Document →
**********

I recently wrecked the ibm-xt I had used to write everything since 1987. Writers once clung to talismanic Underwoods. I was no less bonded to my primitive pc, the first with a hard drive, because it perfected the typewriter, making composition and revision incredibly easy. My productivity doubled; my writing improved apace.

The xt worked more slowly than the innumerable new-and-improved models that supplanted it. But none really surpassed it on the level of sheer practicality. The xt required simple software (WordPerfect 2.0) with none of the superfluous and confounding options—an infinity of useless choices— that were to come with (opaque) Windows, and it met every reasonable need.

Of course, my machine was merely a harbinger of what would close the book on the Gutenberg age. The Electronic Revolution, indeed, may qualify as one of Michel Foucault's epistemic shifts—at least for anyone grieving the death of literature, which Alvin Kernan elegantly eulogized during the nineties, and, what's worse, for anyone reassessing the value of a career devoted to the increasingly obsolescent practice of reading and writing about books once deemed worth the effort.

**********

Stored data →
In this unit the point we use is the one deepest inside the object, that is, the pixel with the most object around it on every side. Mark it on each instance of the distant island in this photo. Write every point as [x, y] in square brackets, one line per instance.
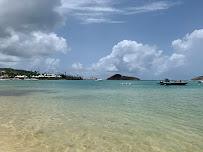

**********

Task requirements → Reproduce the entire passage above about the IBM XT word for word, without any changes.

Written solution →
I recently wrecked the ibm-xt I had used to write everything since 1987. Writers once clung to talismanic Underwoods. I was no less bonded to my primitive pc, the first with a hard drive, because it perfected the typewriter, making composition and revision incredibly easy. My productivity doubled; my writing improved apace.

The xt worked more slowly than the innumerable new-and-improved models that supplanted it. But none really surpassed it on the level of sheer practicality. The xt required simple software (WordPerfect 2.0) with none of the superfluous and confounding options—an infinity of useless choices— that were to come with (opaque) Windows, and it met every reasonable need.

Of course, my machine was merely a harbinger of what would close the book on the Gutenberg age. The Electronic Revolution, indeed, may qualify as one of Michel Foucault's epistemic shifts—at least for anyone grieving the death of literature, which Alvin Kernan elegantly eulogized during the nineties, and, what's worse, for anyone reassessing the value of a career devoted to the increasingly obsolescent practice of reading and writing about books once deemed worth the effort.